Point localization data
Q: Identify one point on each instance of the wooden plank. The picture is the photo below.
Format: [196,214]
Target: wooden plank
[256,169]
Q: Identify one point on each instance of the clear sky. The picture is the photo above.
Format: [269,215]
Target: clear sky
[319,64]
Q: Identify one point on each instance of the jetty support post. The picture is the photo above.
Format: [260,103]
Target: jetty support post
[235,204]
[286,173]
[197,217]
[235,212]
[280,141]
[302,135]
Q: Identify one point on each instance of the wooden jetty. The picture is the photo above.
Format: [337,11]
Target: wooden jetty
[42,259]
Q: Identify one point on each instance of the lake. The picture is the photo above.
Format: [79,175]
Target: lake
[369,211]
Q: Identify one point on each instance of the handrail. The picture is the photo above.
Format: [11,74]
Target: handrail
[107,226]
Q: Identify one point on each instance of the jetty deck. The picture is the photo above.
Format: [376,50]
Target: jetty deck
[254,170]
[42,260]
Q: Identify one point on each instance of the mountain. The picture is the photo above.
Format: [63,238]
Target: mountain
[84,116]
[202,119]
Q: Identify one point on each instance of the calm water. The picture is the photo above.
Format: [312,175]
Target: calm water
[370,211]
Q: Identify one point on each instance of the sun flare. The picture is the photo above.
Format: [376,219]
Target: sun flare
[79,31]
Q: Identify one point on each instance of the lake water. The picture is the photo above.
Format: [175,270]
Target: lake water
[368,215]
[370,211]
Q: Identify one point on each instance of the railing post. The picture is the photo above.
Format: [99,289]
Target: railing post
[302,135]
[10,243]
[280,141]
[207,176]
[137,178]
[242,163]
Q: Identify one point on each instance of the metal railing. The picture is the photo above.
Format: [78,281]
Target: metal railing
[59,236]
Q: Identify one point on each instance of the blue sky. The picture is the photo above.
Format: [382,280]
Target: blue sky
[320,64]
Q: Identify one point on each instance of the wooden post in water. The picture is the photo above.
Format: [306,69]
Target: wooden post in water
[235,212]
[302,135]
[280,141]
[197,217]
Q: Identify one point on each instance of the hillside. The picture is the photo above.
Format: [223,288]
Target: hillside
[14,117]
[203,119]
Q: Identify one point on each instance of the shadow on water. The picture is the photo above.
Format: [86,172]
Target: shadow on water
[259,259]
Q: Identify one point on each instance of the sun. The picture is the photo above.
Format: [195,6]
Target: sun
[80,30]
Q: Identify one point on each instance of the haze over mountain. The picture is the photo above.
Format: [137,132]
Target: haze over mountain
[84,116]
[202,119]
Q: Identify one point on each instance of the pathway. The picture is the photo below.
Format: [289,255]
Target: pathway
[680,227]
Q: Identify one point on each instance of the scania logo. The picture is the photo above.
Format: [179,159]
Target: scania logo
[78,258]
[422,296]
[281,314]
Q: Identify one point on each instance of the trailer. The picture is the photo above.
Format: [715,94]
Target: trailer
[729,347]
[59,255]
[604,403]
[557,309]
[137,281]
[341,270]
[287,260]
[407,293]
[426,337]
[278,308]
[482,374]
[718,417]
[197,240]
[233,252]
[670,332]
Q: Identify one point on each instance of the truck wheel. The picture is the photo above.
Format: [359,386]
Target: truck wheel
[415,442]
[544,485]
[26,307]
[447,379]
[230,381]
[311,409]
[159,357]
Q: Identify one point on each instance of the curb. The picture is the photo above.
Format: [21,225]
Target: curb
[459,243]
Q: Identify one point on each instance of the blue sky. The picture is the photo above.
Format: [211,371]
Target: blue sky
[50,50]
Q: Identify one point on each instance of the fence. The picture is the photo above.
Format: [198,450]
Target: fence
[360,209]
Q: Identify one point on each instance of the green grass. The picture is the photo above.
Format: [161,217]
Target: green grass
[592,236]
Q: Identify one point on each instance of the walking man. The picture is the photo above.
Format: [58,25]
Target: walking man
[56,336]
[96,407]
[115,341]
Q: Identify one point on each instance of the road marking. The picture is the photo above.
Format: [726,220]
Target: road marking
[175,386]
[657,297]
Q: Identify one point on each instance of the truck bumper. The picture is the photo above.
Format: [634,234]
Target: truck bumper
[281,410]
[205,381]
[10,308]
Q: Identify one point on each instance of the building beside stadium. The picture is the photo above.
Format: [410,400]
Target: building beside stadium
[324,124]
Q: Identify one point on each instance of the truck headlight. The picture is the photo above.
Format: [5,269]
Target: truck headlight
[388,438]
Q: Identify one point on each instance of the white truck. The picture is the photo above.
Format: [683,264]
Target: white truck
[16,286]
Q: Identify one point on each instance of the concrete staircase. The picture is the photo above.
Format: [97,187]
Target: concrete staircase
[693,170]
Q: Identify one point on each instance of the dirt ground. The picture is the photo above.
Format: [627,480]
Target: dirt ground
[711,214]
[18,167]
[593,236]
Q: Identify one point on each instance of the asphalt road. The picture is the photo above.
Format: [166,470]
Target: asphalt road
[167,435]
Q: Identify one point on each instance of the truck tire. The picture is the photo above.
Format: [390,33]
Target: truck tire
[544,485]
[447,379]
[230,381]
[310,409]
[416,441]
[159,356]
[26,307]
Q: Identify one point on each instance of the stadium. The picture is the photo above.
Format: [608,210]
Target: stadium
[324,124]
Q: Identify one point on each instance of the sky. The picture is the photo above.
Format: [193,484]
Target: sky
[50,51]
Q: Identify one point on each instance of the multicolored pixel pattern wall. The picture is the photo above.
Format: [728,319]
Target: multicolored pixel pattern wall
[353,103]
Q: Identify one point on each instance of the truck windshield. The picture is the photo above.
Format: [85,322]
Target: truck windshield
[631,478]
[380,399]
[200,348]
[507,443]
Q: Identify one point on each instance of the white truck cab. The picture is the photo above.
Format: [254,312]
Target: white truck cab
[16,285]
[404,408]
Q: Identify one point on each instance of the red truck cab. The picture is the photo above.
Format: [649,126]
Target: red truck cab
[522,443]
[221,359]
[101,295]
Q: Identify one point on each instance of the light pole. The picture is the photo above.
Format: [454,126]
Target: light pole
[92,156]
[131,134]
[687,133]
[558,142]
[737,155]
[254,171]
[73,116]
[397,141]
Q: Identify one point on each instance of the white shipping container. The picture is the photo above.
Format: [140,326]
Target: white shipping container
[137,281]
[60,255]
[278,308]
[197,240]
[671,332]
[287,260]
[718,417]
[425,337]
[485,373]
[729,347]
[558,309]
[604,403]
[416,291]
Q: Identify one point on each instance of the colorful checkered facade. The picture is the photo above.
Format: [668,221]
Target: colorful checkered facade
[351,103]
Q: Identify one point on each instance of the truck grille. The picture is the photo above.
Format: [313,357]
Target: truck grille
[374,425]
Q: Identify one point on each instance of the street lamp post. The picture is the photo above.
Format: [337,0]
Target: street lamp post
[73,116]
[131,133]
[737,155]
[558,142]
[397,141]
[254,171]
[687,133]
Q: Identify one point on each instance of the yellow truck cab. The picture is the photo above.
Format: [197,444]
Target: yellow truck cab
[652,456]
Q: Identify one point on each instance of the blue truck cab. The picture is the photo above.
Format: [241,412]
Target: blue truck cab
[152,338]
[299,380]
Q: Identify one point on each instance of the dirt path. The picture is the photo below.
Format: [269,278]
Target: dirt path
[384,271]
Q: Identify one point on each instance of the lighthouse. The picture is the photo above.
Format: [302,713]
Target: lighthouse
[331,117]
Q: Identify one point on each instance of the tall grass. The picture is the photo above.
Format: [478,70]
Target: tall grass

What this task involves
From the entries above, print the lines beginning at the one with "Q: Identify one point on each instance of the clear" and stopping after the one with "Format: [260,103]", exactly as written and with nothing else.

Answer area
Q: Identify one point on each instance of the clear sky. The picture is the photo above.
Format: [269,215]
Target: clear sky
[319,64]
Q: Identify one point on each instance of the jetty support post. The picture is the photo above.
Format: [260,103]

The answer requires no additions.